| Trecho do documento |
___

4) A sabedoria, então, consiste em optar pela simplicidade e contentar-se com aquilo que está ao nosso alcance?
R: Eis aqui a frase das minhas leituras de hoje. É de Epicuro (…): “A pobreza se contenta com pouco”.
Mas, se alguém se contenta com pouco, já não há pobreza. Aceitar a pobreza é ser rico, porque pobre
não é aquele que tem pouco, mas aquele que deseja ter mais do que tem.
De que serve alguém ter caixas cheias de ouro, armazéns cheios de grãos,
possuir muitos rebanhos e rendimentos, se ainda cobiça os bens alheios,
e se pensa menos no que possui e mais no que pode adquirir? E qual é,
portanto, a medida da riqueza? Primeiro, o necessário; depois, o
suficiente.
5) Certos
estudantes das obras de Platão adotam uma visão elitista da filosofia,
como se ela fosse uma atividade reservada para alguns poucos seres
“superiores” e aristocráticos. Você se destaca por sua postura
democrática, na verdadeira tradição da sabedoria socrática…
R:
Se há algo de bom na filosofia é o fato de não olhar para os estratos
sociais: todos os homens, se eles se reportam à primeira origem,
descendem dos Deuses. (…) O Senado não acolhe a todos, e mesmo o
exército recebe com certa relutância até aqueles que depois mandará ao
encontro de fadigas e perigos. Mas a virtude é possível a todos, e todos
somos nobres para ela. A filosofia não recusa a ninguém e não faz
escolhas especiais: brilha para todos.
6) O que é a verdadeira amizade?
R:
Considerar alguém como amigo e não ter tanta confiança nele como em si
mesmo é não saber todo o alcance da verdadeira amizade. Que o teu amigo
seja o confidente de todos os teus pensamentos — mas, antes disso, é
preciso avaliá-lo. A confiança deve vir depois da amizade, porém o
discernimento deve vir antes. É um absurdo confundir as coisas e violar o
preceito de Teofrasto, tendo intimidade com alguém antes de conhecê-lo,
para então romper com ele ao conhecê-lo.

___

| Material fornecido |
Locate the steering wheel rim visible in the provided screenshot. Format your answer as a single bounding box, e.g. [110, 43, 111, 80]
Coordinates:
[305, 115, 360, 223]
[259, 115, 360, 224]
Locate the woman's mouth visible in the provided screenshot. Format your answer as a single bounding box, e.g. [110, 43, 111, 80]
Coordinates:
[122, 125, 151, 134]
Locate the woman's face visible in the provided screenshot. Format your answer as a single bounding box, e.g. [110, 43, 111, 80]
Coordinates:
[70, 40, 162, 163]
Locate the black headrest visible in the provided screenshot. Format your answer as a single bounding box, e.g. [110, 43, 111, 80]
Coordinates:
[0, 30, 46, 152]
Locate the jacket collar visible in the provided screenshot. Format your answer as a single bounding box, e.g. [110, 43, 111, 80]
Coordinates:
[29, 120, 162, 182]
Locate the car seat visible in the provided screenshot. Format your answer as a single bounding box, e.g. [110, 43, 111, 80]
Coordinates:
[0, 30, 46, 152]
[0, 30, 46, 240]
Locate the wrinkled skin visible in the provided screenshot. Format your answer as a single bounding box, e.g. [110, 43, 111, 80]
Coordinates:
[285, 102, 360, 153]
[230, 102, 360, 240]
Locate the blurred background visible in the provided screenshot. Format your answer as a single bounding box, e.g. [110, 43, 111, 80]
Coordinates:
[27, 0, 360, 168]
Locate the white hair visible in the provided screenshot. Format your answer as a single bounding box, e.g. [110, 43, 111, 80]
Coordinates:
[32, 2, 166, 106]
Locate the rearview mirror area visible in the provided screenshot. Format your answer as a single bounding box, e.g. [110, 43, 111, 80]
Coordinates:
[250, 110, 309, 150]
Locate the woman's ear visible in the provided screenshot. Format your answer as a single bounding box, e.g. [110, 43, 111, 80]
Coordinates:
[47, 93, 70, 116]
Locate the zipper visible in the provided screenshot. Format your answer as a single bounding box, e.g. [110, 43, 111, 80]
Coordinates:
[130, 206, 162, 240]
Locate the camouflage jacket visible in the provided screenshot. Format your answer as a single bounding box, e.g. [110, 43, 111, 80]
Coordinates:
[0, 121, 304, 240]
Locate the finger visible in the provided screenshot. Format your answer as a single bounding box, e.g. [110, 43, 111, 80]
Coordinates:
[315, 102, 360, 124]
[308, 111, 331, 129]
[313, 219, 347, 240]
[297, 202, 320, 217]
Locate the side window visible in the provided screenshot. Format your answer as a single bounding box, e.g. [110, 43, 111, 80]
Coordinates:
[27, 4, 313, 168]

___

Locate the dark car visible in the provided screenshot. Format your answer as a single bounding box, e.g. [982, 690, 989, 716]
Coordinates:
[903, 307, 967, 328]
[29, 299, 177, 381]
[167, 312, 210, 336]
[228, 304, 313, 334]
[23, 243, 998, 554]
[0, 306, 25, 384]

___

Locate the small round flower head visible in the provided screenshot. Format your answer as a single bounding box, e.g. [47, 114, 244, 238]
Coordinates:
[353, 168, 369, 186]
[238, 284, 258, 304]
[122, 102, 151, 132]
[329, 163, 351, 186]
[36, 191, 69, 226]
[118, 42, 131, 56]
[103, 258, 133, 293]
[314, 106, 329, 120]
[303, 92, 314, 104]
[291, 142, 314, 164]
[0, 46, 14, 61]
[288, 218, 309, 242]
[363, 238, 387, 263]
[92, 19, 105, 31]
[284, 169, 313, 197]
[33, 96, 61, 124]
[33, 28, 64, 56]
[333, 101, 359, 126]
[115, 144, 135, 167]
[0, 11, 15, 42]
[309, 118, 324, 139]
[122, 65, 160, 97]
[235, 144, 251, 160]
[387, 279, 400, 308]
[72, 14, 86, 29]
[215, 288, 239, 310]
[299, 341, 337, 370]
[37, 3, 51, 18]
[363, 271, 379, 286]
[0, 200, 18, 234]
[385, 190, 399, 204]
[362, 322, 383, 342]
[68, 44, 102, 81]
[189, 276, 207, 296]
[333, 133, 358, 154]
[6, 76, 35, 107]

___

| Tarefas propostas |
- A) Diga se cada afirmação concorda com o trecho do documento, respondendo sim ou não e citando literalmente as palavras decisivas do trecho: (i) pobre é aquele que tem pouco; (ii) a confiança deve vir antes da amizade; (iii) a filosofia não recusa a ninguém.
- B) Segundo o trecho do documento, qual é a medida da riqueza?
- C) Prossiga o trecho sobre sabedoria, filosofia e amizade a partir da última frase apresentada.

| Respostas por tarefa |
- A)
(i) Não: "não é aquele que tem pouco, mas aquele que deseja ter mais do que tem".
(ii) Não: "A confiança deve vir depois da amizade".
(iii) Sim: "A filosofia não recusa a ninguém".

- B) Primeiro, o necessário; depois, o suficiente.

- C)
Medita
muito antes de dar tua amizade a alguém. Uma vez dada a amizade, abre a
tua alma a teu amigo, com tanta confiança nele como em ti mesmo.
Vive
de tal maneira que possas revelar todos teus pensamentos até mesmo a
teu inimigo; mas como sempre há coisas íntimas que os costumes sociais
converteram em segredos, derrama na consciência de um amigo todos os
teus pesares, todos teus pensamentos: acredita que ele é fiel, e ele
será. Quantas vezes, de fato, as pessoas ensinam a enganar, temendo ser
enganadas! A desconfiança provoca e autoriza a infidelidade.
7) Como se pode obter o equilíbrio entre movimento, de um lado, e estabilidade, de outro?
R:
O movimento contínuo e o contínuo repouso devem ser igualmente
rejeitados. O tipo de atividade que busca o barulho revela uma alma
inquieta e agitada; e olhar com medo qualquer movimentação não é
aproveitar o repouso, mas é cair na fraqueza e na languidez. Pensa
nessa passagem que li em Pompônio: “Há olhos tão acostumados com a
escuridão, que na claridade enxergam mal.” É preciso combinar os dois
estados: a ação deve vir depois do descanso, e o descanso deve acontecer
depois da ação. Interroga a natureza, e ela te dirá: “fiz o dia e a
noite”.
“Conversas na Biblioteca – Um Diálogo de 25 Séculos”, de Carlos Cardoso Aveline
NOTAS:
[1] Medéia, no final do segundo intermédio, logo antes do segundo episódio. Ver Obras, Sêneca, tradução, estudo e notas de G.D. Leoni, Clássicos de Bolso Ediouro, Ed. Tecnoprint, RJ, p. 91.
[2] Encyclopaedia Britannica, ed. 1967, volume 20, pp. 215-216.